(Exercise data begins)
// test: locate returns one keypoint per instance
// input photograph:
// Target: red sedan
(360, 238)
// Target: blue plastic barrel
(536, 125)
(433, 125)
(Exercise data ends)
● Problem to solve
Repeat the data above. Change nothing.

● Answer space
// test: locate returns one keypoint per instance
// input photograph:
// Target: red sedan
(360, 238)
// Target: blue plastic barrel
(536, 125)
(433, 125)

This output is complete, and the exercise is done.